▸ Supplied entries
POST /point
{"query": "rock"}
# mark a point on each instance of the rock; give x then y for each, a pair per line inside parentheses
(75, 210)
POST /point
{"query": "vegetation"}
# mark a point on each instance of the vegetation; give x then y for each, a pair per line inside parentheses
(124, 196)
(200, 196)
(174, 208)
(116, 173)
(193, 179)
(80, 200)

▸ Your instructions
The result should consist solely of the lines from the one that contains "# mark a point on each instance of the vegetation;" to the last line of the records above, reproduced exactly.

▸ Completed exercise
# mark a point on each instance of the vegetation; give x then y for each, a pair per line inside parentheses
(124, 196)
(200, 196)
(174, 208)
(116, 173)
(193, 179)
(80, 200)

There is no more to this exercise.